-- Actions to take --
(a) Write out the part of the essay about Kina starting with "Except it wasn’t" and going on through "is only four.".
(b) Write what comes next in the essay about Kina and the pandemic, picking up after its final sentence.

-- Selected text --
────────────────────────────────────────
Once, while Laurea was working on an arduous month-long event, I spent an unusual amount of time alone with Kina during the week. As a special tradition during that month, Kina and I would stroll to the local coffee shop in the morning for a breakfast sandwich, singing “cheddar cheeeeese and baaaaacon” as she scooted down the sidewalk in her Hello Kitty helmet. We’d sit outside under an umbrella and share our sandwich as she drank her orange juice and I drank my coffee, looking at the bees and having little conversations. It is one of our favorite mutual memories, and when Kina brought it up this morning at breakfast, I thought back on that time as being so peaceful and unburdened, in the days before the pandemic, when Kina was so small.
Except it wasn’t before the pandemic. The event Laurea was working on was fully remote, and the coffee shop only had outdoor seating, and Kina was home with me because she didn’t have school. It was, in fact, only a year ago, which feels like ten years ago, which is impossible, because Kina is only four.
The weird thing about drawing this newspaper for as long as I have is that I now have a record of all the things that happen in eighteen months of a kid’s life. A very small fraction of those things, when you write them down on paper, will fill five archival boxes—far more space, you might think, than should be required for eighteen months of charming childhood recollections. My brain can’t conceive of that much life (and everything else that I have taken great pains not to write about in that same period) fitting into less than two years. It can’t conceive of how this pandemic could stretch on for so long, nor of how Kina might form, in that time, the kinds of long-term memories that you have to close your eyes to recall. It seems like it must be a long time ago, because eighteen months isn’t usually a long time in adult years. Turns out it is in kid years.
────────────────────────────────────────
-- Extracted material --
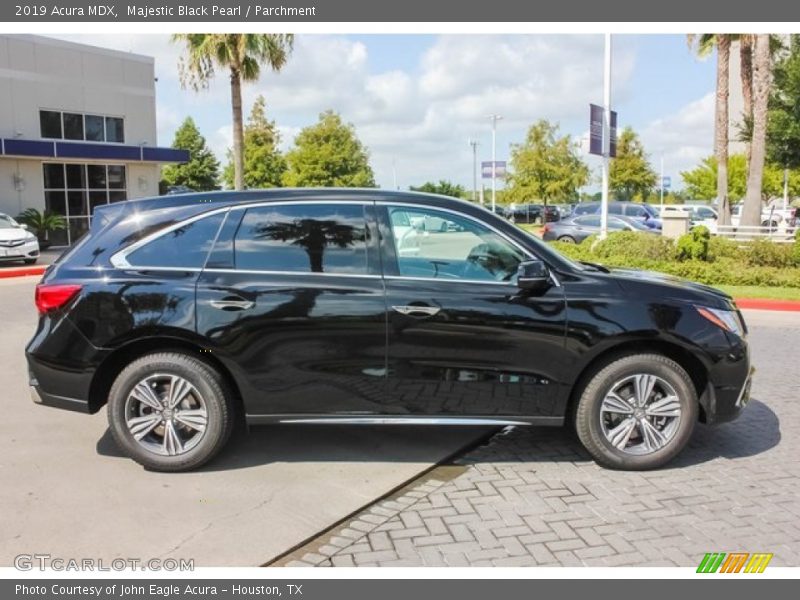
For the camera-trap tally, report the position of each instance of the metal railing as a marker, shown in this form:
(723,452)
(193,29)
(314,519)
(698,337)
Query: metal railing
(747,233)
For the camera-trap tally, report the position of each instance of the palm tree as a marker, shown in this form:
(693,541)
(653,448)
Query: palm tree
(703,45)
(242,54)
(751,211)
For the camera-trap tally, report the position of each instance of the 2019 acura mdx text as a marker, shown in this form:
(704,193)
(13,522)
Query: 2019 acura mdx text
(186,312)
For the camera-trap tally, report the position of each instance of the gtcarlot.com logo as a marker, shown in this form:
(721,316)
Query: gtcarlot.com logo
(734,562)
(30,562)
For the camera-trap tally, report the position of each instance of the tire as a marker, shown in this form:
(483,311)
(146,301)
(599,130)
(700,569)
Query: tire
(594,419)
(208,399)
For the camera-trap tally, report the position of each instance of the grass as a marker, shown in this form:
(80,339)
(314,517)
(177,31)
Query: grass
(754,291)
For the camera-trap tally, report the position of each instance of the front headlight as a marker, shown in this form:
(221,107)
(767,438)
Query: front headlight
(726,319)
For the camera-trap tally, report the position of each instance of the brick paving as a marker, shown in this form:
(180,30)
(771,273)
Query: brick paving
(533,497)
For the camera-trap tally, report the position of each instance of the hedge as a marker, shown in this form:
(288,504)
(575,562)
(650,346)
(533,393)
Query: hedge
(697,256)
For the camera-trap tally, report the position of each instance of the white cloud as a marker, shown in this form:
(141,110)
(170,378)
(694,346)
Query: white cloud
(682,138)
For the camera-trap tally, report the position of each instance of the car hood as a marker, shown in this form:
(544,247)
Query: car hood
(671,287)
(8,234)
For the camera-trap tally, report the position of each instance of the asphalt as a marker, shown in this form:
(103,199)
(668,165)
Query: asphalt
(65,490)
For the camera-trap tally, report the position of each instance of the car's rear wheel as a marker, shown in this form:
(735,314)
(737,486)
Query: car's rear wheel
(170,411)
(637,412)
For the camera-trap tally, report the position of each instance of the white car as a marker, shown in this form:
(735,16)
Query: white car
(16,242)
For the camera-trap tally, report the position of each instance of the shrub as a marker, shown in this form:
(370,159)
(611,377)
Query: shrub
(763,253)
(694,245)
(632,245)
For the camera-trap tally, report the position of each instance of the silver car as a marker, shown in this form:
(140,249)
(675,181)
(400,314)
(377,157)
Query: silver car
(16,242)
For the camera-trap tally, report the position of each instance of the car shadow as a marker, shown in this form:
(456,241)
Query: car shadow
(755,432)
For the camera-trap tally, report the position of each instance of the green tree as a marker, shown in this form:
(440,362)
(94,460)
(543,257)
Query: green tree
(242,55)
(783,122)
(703,45)
(546,166)
(701,181)
(631,176)
(201,173)
(328,154)
(264,165)
(444,188)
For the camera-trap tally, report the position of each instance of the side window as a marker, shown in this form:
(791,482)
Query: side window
(303,238)
(440,245)
(636,211)
(184,247)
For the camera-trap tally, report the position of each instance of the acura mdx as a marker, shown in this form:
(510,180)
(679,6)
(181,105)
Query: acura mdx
(187,312)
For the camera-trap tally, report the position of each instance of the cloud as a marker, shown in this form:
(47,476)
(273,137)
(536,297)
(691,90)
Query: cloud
(682,138)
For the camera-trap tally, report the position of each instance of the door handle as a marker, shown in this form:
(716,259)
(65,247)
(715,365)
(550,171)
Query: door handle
(231,304)
(417,311)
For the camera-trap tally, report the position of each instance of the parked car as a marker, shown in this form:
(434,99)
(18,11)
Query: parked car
(294,306)
(646,213)
(16,242)
(533,214)
(576,229)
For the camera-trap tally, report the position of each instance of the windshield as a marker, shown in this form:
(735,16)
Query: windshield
(7,222)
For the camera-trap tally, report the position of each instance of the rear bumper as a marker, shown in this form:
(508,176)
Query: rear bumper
(40,397)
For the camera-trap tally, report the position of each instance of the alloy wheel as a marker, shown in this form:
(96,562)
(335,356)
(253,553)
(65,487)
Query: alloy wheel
(166,414)
(640,414)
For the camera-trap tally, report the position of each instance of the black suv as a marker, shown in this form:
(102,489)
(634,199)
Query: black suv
(335,306)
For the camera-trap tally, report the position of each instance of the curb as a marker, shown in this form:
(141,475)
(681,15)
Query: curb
(22,271)
(766,304)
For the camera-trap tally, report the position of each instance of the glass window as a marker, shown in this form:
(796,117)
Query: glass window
(97,176)
(95,129)
(77,203)
(73,126)
(441,245)
(116,177)
(115,130)
(184,247)
(53,176)
(55,202)
(50,123)
(76,176)
(304,238)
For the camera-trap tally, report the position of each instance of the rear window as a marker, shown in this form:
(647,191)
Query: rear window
(185,247)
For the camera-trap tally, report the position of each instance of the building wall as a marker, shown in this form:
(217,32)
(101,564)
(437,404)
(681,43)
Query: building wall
(41,73)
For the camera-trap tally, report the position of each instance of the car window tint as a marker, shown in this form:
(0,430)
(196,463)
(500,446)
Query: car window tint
(303,238)
(441,245)
(184,247)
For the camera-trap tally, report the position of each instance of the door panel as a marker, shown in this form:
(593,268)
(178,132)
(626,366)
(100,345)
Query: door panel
(293,303)
(463,339)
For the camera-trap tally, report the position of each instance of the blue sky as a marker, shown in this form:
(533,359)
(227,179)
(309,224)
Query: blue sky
(416,99)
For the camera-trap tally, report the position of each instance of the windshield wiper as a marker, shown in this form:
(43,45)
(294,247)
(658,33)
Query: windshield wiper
(595,266)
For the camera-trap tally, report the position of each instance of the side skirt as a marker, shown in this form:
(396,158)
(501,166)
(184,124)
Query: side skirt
(308,419)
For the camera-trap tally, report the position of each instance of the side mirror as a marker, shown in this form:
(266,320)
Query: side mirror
(533,275)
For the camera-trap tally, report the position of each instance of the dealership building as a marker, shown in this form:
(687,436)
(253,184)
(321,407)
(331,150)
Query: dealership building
(77,129)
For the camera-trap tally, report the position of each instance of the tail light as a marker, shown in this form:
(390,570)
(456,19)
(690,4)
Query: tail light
(52,296)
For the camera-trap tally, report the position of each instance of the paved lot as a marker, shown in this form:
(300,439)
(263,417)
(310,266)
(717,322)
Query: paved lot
(532,497)
(66,491)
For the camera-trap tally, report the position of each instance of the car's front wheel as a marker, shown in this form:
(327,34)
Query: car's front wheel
(637,412)
(170,412)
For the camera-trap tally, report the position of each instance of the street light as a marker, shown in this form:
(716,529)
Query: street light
(474,145)
(494,119)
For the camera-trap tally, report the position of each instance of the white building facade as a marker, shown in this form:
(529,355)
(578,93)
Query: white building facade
────────────────────────────────────────
-- Results of the tasks --
(a)
Except it wasn’t before the pandemic. The event Laurea was working on was fully remote, and the coffee shop only had outdoor seating, and Kina was home with me because she didn’t have school. It was, in fact, only a year ago, which feels like ten years ago, which is impossible, because Kina is only four.

(b)
In twelve days, Kina will start kindergarten. When we were singing “cheddar cheese and bacon”, she hadn’t yet started pre-K. She’s had a whole year of school pass us by, and a new president, and at least two shoe sizes. Around the same time as today, one year ago, I marked Kina’s height on the door jamb by the kitchen. I measured her again yesterday, and she is four inches taller now. No matter how hard I try, I can’t imagine her four inches shorter than she is, though I know intuitively that she must have been. Maybe it’s that I can’t imagine that she’s as tall as she actually is, and I see her even today as the same three-year-old she was before this all started.
I have no way of knowing if memory is also this strange for parents of non-pandemic four-year-olds; everything that happened more than six months ago feels like a different life. This was supposed to be the end of it, my brain keeps telling me, but it all looks the same, and so it casts everything that happened last year in the light of the Before Times—even though we were just as scared then and had the old president and no vaccines. It’s weird to be wistful for the pandemic as it still rages all around us. Maybe, down the line, I’ll forget it ever happened. All the fear will be stripped away, and I’ll only remember the scooter and the sandwich and my little girl asking about the bees. That’s what the paper is for, after all; I have no need for the rest of it.